§ Directions
Only the lines from the one containing "The grounding model" through the last line of the entries are wanted. Transcribe them exactly.

[Collection entries]
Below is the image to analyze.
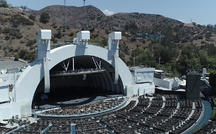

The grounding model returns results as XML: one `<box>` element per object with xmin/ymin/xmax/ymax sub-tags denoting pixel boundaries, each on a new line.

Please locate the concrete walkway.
<box><xmin>154</xmin><ymin>96</ymin><xmax>166</xmax><ymax>116</ymax></box>
<box><xmin>184</xmin><ymin>100</ymin><xmax>212</xmax><ymax>134</ymax></box>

§ Response for this exercise
The grounding model returns results as XML: one `<box>` element per object with xmin/ymin/xmax/ymax sub-tags denoting pixel boundaries, each on a new line.

Please locate the concrete walkway.
<box><xmin>154</xmin><ymin>96</ymin><xmax>166</xmax><ymax>116</ymax></box>
<box><xmin>184</xmin><ymin>100</ymin><xmax>212</xmax><ymax>134</ymax></box>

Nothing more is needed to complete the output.